▶ PASSAGE
....
I like the advocacy of this. TBH though, I don't even associate myself with M.E. anymore. If I tell someone that's what I have they quickly Google it and find Chronic Fatigue Syndrome. Then their whole attitude changes. "Oh, I knew some who had that, she was real tired for a few months" or " so your tired a lot huh? Maybe it's because you don't exercise"
I now just say I have either an acquired mitochondrial disease or a neuro-immune degenerative disorder. I believe those are both accurate and very honest about my condition while giving people a sense of the severity. I stay as far away as I can from saying ME anymore though
Sorry guys I didn't mean to change the direction of a positive posting, I guess it just triggered me because I would never tell anyone about this campaign due to them thinking this is the disease I have. It's the unfortunate reality but I will continue to distance myself from it.
Hi
@Aerose91 . I must say it made me sad to read your posts and to consider that the current state of public opinion/perception/policy regarding our disease could be so blatantly warped to actually cause pwME's to be embarrassed about their own disease. I don't fault you for thinking this way, in fact, I've also at times been tempted to avoid talking about M.E. so as to avoid smug expressions and dismissive comments. But I finally put my foot down and said no more. And I have gotten more into advocacy recently, including the P2P protest last month. There is too much at stake for too many of us to let other people's ignorant views hold up the relief we need.
But seeing what this oppressive stigma is still doing to many with M.E. just makes me sad and more than a little bit mad for all of us.
However, I hope you can take courage from one recent example of a legitimate hero (the man behind Unbroken) showing deep and genuine respect to a patient with M.E. I explain the amazing, true story in this recent
KnoW M.E. Challenge video. I have a feeling there are many people who don't know this story.
I think a new day is dawning for people with M.E. where we don't have to feel an ounce of shame about our disease, and instead we can boldly declare the urgent need for relief for a community of suffering people and where we loudly demand a halt to the unnecessary progression of new cases of M.E. that wrecks one life and one family every time the disease spreads unchecked.
Patients disabled by M.E. immediately need access to biomedical treatments, disability income, insurance reimbursement for all manner of tests and therapeutic procedures (as alluded to in Miriam Tucker's brilliant Medscape article
Wrong Name, Real Illness - requires free account registration to view) as well as specialized medical equipment such as power reclining wheelchairs, electric recumbent trikes, TENS units and other Durable Medical Equipment designed to alleviate or accommodate symptoms or improve quality of life while research into cause(s) and cure(s) can be aggressively funded and carried out.
None of this can happen until we speak up and say the name of our disease and get the healthy public to join us in both knowledge and spirit.
I am not trying to talk you into personally taking the challenge, especially if you are not comfortable saying you have M.E. However, I hope progress in public perception will come quickly for all of us, and beyond opinions, I hope for substantial increases in private and public funding into M.E. research. Further medical breakthroughs will join the growing scientific base already forming a picture of a devastating organic disease, and make it far easier for patients with M.E. to say what we already know in our hearts. We deserve biomedical treatment and we deserve respect.
....
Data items
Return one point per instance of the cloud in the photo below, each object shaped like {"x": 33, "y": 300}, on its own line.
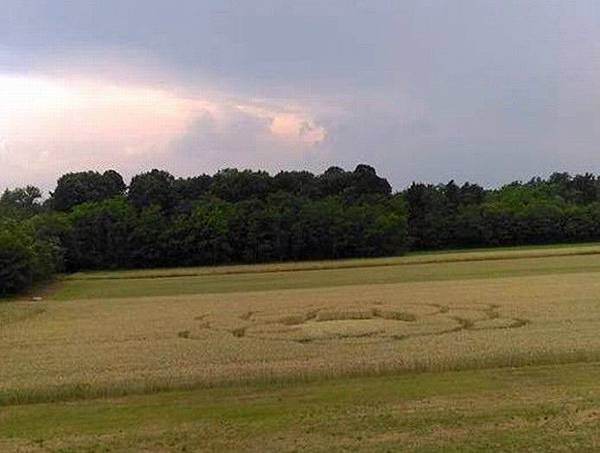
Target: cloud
{"x": 50, "y": 125}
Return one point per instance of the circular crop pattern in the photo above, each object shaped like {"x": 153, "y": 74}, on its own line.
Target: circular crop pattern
{"x": 367, "y": 323}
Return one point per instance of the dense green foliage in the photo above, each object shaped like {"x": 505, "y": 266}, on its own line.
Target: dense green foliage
{"x": 94, "y": 221}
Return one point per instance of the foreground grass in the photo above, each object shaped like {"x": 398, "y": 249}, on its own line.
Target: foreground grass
{"x": 551, "y": 408}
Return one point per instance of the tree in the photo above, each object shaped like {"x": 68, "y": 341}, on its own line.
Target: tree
{"x": 74, "y": 189}
{"x": 20, "y": 202}
{"x": 156, "y": 187}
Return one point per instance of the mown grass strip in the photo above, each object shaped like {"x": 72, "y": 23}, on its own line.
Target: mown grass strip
{"x": 85, "y": 391}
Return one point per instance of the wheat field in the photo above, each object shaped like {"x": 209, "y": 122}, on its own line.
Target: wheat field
{"x": 460, "y": 319}
{"x": 473, "y": 351}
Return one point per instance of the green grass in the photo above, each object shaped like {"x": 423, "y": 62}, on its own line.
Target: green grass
{"x": 544, "y": 399}
{"x": 480, "y": 265}
{"x": 537, "y": 408}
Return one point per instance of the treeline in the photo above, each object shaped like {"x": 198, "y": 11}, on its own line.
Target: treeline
{"x": 95, "y": 221}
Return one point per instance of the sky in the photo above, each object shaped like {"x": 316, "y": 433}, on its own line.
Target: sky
{"x": 479, "y": 90}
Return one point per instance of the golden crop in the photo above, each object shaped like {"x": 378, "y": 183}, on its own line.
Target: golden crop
{"x": 147, "y": 342}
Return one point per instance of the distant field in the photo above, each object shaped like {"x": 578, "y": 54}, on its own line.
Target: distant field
{"x": 416, "y": 332}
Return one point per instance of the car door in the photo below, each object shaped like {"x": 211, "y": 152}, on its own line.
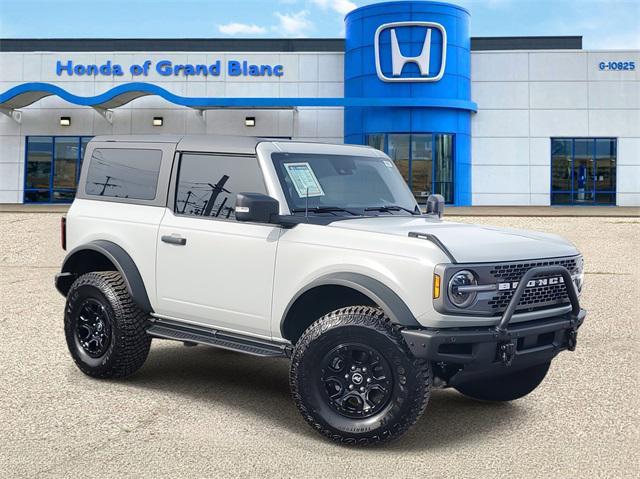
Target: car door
{"x": 212, "y": 269}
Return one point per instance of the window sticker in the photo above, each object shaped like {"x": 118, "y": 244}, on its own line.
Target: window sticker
{"x": 304, "y": 179}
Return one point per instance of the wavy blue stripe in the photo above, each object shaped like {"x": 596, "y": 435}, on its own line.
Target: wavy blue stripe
{"x": 121, "y": 95}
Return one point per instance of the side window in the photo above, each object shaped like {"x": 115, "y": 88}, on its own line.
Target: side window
{"x": 123, "y": 173}
{"x": 208, "y": 184}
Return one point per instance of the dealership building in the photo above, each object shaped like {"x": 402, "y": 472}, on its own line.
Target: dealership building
{"x": 482, "y": 121}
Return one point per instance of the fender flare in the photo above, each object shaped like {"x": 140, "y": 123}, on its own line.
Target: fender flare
{"x": 393, "y": 306}
{"x": 123, "y": 263}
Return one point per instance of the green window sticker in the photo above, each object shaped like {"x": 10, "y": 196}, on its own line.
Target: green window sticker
{"x": 304, "y": 179}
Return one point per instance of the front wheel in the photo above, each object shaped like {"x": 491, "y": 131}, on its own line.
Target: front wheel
{"x": 104, "y": 328}
{"x": 354, "y": 379}
{"x": 507, "y": 387}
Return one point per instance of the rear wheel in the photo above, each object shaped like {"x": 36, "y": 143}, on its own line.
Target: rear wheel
{"x": 104, "y": 328}
{"x": 354, "y": 380}
{"x": 506, "y": 387}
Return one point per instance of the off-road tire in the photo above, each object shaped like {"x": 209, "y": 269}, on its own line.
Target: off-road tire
....
▶ USING THE INFORMATION
(1) In the forum thread, which two descriptions does the first writer now use for the condition instead of saying M.E.?
(2) Reproduce the part of the forum thread starting at "I am not trying" and ending at "we deserve respect.".
(3) Summarize the forum thread in two sentences.

▶ SOLUTIONS TO THE EXERCISE
(1) An acquired mitochondrial disease or a neuro-immune degenerative disorder.

(2)
I am not trying to talk you into personally taking the challenge, especially if you are not comfortable saying you have M.E. However, I hope progress in public perception will come quickly for all of us, and beyond opinions, I hope for substantial increases in private and public funding into M.E. research. Further medical breakthroughs will join the growing scientific base already forming a picture of a devastating organic disease, and make it far easier for patients with M.E. to say what we already know in our hearts. We deserve biomedical treatment and we deserve respect.

(3) One writer no longer calls the illness M.E. because people look it up, find Chronic Fatigue Syndrome and become dismissive, so the writer now calls it an acquired mitochondrial disease or a neuro-immune degenerative disorder. A reply expresses sadness at this stigma, urges people to say the name of the disease without shame, and calls for biomedical treatment, disability income, medical equipment and more research funding.